* _A fazer_
Reproduza fielmente a parte do trecho do texto que vai de “A consultora chegou” até “ambiente de trabalho.”, incluindo essas palavras.
═════ Trecho do texto
Justiça
Recepcionista que negou tirar tranças afro a mando da chefe vai receber indenização de R$ 30 mil
Uma mulher negra que trabalhava como recepcionista numa clínica médica em Nova Lima, Minas Gerais, ouviu da própria coordenadora que suas tranças afro não se enquadravam no padrão estético de “boa imagem institucional” que a empresa exigia.
Por se recusar a remover as tranças a mando da gestão e mesmo depois de sofrer mais constrangimentos — dessa vez, pela consultora de moda da clínica —, a mulher foi demitida sem justa causa. Meses depois, a ex-funcionária ganhou na Justiça o direito de ser indenizada por danos morais no valor de R$ 30 mil.
A decisão foi do juiz Henrique Macedo de Oliveira, da 2ª Vara do Trabalho de Nova Lima. Na análise do processo, o magistrado teve acesso a ligações telefônicas feitas pela consultora de moda à ex-recepcionista. Nas chamadas, dentre outras frases, a consultora disse:
“A pessoa pode ter o estilo que ela quiser, mas, a partir do momento que ela tem um trabalho e o trabalho dela tem o dress code corporativo formal, ela precisa se enquadrar nisso ou então não tem como ela trabalhar”.
A consultora chegou a comparar a trança afro da ex-funcionária ao uso de um uniforme.
“Quando te dou a opção de se enquadrar no dress code da minha empresa, te dou uniforme, não te dou? Da mesma forma, eu vou mandar uma pessoa aí para te ensinar como que o seu cabelo tem que tá adequado para o dress code corporativo da empresa”.
Decisão embasada
Citando vários autores em sua sentença, o juiz Henrique Macedo comentou a força simbólica dos cabelos para a identidade negra e para os povos de origem africana. E, a partir disso, concluiu não ser válida a alegação de que o uso das tranças seria incompatível com a formalidade do ambiente de trabalho.
══════════
═════ Dados do exercício
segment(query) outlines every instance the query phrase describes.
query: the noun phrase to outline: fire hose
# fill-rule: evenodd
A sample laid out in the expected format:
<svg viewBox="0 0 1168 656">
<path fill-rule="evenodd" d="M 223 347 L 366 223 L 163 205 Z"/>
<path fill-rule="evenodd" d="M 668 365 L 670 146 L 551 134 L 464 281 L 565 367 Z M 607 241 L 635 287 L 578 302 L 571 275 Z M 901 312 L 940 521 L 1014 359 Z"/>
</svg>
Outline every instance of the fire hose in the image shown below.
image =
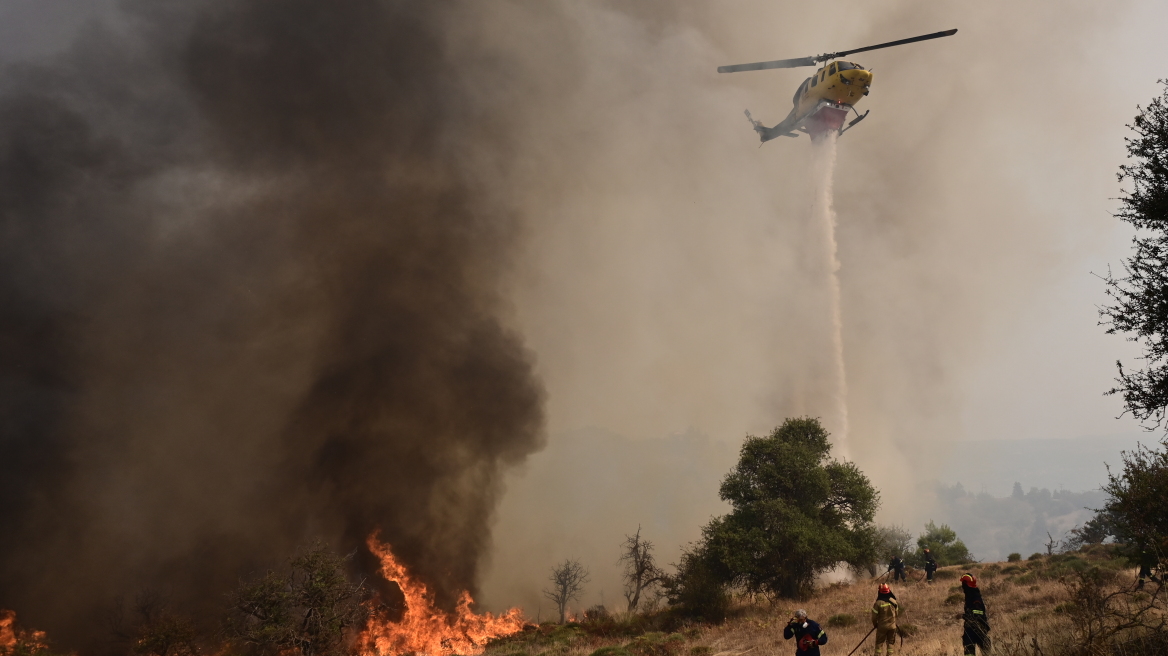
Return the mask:
<svg viewBox="0 0 1168 656">
<path fill-rule="evenodd" d="M 851 649 L 851 651 L 848 651 L 848 656 L 851 656 L 853 654 L 855 654 L 855 652 L 856 652 L 856 649 L 860 649 L 860 645 L 861 645 L 861 644 L 863 644 L 864 642 L 868 642 L 868 636 L 870 636 L 870 635 L 872 634 L 872 631 L 874 631 L 874 630 L 876 630 L 876 627 L 872 627 L 872 630 L 871 630 L 871 631 L 868 631 L 867 634 L 864 634 L 864 637 L 863 637 L 863 638 L 862 638 L 862 640 L 860 641 L 860 644 L 855 645 L 855 647 L 854 647 L 854 648 Z"/>
</svg>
══════════
* _Resultado do exercício_
A consultora chegou a comparar a trança afro da ex-funcionária ao uso de um uniforme.
“Quando te dou a opção de se enquadrar no dress code da minha empresa, te dou uniforme, não te dou? Da mesma forma, eu vou mandar uma pessoa aí para te ensinar como que o seu cabelo tem que tá adequado para o dress code corporativo da empresa”.
Decisão embasada
Citando vários autores em sua sentença, o juiz Henrique Macedo comentou a força simbólica dos cabelos para a identidade negra e para os povos de origem africana. E, a partir disso, concluiu não ser válida a alegação de que o uso das tranças seria incompatível com a formalidade do ambiente de trabalho.